Given entries |

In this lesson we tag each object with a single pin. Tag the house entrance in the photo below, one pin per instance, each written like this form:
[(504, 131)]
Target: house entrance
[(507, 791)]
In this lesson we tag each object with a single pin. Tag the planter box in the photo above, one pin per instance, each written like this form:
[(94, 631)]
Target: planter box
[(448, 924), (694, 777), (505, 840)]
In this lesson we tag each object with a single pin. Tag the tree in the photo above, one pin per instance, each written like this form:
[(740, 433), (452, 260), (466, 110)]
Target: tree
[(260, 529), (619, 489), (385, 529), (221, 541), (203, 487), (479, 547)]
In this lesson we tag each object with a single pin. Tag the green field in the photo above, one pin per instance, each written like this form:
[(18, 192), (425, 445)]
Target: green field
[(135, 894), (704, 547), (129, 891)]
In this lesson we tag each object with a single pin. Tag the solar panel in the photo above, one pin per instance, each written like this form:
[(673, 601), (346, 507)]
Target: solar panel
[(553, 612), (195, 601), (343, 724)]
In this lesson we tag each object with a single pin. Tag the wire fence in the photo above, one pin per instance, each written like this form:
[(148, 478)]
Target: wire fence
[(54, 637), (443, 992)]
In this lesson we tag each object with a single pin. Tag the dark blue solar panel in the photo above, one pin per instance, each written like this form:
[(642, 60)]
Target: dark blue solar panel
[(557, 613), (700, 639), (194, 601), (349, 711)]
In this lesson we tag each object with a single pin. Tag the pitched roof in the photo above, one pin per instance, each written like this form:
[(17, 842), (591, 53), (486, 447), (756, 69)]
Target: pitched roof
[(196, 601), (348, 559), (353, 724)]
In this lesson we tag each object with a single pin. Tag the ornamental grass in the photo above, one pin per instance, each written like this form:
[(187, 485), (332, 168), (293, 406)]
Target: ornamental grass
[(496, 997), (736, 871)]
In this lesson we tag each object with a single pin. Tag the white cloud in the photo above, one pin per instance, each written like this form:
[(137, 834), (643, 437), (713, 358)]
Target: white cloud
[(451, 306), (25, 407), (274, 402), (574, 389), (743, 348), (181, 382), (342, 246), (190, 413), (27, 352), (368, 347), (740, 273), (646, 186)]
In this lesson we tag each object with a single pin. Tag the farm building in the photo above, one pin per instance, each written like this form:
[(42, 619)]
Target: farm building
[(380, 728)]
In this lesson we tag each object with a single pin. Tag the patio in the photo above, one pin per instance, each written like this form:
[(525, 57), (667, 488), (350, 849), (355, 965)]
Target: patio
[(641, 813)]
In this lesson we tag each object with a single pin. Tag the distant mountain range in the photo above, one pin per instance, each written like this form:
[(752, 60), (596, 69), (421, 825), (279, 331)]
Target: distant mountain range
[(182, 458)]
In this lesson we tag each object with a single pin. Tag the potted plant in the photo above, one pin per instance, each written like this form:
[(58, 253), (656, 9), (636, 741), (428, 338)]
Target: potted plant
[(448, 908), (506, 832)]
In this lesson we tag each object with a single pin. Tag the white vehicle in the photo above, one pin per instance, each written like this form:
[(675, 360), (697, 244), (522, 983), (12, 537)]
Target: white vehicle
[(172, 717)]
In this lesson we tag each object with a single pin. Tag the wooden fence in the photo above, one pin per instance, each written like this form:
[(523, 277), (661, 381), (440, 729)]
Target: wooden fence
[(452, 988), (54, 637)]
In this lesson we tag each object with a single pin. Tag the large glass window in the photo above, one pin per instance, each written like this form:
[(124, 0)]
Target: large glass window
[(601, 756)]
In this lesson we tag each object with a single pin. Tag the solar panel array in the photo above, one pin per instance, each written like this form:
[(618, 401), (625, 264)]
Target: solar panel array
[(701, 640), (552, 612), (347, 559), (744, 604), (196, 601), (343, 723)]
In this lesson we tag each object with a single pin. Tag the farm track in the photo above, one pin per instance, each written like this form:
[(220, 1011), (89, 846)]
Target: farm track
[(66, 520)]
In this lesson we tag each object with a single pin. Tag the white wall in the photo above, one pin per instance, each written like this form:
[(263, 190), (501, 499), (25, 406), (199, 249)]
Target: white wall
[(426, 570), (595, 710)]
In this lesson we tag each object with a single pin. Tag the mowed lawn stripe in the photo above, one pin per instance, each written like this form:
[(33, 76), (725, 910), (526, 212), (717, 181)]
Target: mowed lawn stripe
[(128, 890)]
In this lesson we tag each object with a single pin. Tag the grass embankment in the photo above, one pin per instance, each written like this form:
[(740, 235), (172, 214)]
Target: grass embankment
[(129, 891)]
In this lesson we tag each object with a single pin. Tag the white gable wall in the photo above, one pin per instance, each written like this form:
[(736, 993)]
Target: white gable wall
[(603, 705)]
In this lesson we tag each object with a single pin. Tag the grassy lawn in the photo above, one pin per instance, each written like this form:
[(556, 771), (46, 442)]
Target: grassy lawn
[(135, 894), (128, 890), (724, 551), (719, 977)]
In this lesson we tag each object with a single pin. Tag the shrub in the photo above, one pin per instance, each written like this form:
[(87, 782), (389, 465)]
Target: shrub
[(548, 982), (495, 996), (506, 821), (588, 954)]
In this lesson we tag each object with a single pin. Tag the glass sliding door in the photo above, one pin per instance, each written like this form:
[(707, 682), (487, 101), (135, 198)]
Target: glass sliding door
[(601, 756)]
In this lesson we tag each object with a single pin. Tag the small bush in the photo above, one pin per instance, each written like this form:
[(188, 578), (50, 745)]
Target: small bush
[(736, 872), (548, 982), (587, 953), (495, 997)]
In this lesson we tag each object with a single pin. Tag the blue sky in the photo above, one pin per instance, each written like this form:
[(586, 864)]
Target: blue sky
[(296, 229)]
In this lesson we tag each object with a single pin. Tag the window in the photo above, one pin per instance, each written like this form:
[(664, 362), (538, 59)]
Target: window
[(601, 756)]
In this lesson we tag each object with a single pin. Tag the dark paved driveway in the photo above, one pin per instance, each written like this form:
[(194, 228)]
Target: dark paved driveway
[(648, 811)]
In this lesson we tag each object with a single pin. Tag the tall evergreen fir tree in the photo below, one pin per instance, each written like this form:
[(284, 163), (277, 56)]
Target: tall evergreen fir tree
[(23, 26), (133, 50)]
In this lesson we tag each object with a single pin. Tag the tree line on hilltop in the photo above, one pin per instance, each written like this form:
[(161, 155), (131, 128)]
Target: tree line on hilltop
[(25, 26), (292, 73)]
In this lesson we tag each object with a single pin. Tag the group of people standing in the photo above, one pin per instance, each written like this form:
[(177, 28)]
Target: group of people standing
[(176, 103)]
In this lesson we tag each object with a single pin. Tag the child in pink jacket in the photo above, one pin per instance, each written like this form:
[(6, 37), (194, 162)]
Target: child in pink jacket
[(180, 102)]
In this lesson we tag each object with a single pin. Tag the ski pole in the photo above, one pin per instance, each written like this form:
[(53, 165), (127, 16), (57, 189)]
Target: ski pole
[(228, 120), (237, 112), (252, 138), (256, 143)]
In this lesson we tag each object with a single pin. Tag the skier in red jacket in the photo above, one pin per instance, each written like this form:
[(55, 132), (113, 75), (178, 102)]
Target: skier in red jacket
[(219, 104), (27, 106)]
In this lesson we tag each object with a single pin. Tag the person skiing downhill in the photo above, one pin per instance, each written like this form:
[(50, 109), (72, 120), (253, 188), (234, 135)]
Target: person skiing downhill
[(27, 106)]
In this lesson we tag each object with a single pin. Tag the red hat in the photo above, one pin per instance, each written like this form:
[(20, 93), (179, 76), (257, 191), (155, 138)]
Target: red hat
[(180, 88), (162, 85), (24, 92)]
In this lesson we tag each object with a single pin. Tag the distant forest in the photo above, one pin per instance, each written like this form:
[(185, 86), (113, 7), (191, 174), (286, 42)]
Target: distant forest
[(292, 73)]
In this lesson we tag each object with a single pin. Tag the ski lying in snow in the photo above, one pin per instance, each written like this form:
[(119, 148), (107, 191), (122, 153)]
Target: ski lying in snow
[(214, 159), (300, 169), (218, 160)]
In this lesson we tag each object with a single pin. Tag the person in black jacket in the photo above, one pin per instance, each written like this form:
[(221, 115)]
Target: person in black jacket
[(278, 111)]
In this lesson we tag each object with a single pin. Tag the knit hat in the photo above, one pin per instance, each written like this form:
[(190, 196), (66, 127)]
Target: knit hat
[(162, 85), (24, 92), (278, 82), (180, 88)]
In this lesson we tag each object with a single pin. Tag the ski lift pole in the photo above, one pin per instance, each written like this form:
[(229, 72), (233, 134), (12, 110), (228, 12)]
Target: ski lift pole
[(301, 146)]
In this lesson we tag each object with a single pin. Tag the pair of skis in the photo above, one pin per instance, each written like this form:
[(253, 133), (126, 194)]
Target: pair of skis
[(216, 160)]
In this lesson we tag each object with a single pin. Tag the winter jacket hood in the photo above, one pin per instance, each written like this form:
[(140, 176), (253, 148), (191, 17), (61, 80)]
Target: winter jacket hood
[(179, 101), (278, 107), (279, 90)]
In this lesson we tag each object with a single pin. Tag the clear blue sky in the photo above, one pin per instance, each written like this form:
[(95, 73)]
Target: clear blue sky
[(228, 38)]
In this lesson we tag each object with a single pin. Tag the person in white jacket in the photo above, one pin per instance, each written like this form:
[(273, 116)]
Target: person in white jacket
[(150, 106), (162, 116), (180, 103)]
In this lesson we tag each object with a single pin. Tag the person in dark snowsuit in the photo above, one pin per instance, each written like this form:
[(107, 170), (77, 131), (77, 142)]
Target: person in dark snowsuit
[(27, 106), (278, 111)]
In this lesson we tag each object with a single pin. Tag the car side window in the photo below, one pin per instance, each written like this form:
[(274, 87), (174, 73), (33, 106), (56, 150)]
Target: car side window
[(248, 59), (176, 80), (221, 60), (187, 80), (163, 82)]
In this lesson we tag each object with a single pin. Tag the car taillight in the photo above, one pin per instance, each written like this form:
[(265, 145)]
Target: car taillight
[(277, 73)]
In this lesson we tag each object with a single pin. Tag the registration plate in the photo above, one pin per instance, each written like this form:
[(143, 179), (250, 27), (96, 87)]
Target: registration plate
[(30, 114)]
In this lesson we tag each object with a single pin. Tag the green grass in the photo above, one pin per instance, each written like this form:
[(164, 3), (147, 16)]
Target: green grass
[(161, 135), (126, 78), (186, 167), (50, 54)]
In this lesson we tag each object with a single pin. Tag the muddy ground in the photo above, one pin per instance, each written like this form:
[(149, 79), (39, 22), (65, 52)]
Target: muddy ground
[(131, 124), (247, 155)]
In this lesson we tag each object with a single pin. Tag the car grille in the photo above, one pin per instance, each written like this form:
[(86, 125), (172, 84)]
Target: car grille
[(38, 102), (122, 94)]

Action item | Reproduce verbatim only the segment of the listing bounded by the line containing "Tag the clear" and the line containing "[(143, 179), (250, 27), (96, 87)]", with both boundary lines included.

Answer to this exercise |
In this lesson we tag each object with a single pin. Tag the clear blue sky in the photo above, one pin per instance, each written like this form:
[(95, 73)]
Target: clear blue sky
[(228, 38)]
In this lesson we tag each object with a single pin. Tag the person in white jacket in the photo above, one pin per instance, each written like this form:
[(273, 116)]
Target: person in white jacket
[(150, 106), (162, 116), (180, 103)]
In this lesson we tag each object with a single pin. Tag the person in dark snowsuit in the photo above, one pin per instance, each written like this form:
[(107, 170), (77, 131), (77, 142)]
Target: person in dark snowsuit
[(27, 106), (278, 111)]
In this lesson we tag each object with a single pin. Tag the car side window in the photo below, one pin per instance, each written like this form:
[(274, 87), (174, 73), (33, 106), (56, 150)]
Target: car side window
[(248, 59), (176, 80), (221, 60), (187, 80), (163, 82)]
In this lesson we tag each object with a single pin. Tag the car taillight in the photo above, one pin per instance, each written like this form:
[(265, 145)]
Target: car taillight
[(277, 73)]
In this lesson we tag each object with a single pin. Tag the registration plate in the photo above, one pin per instance, each written like this form:
[(143, 179), (250, 27), (96, 87)]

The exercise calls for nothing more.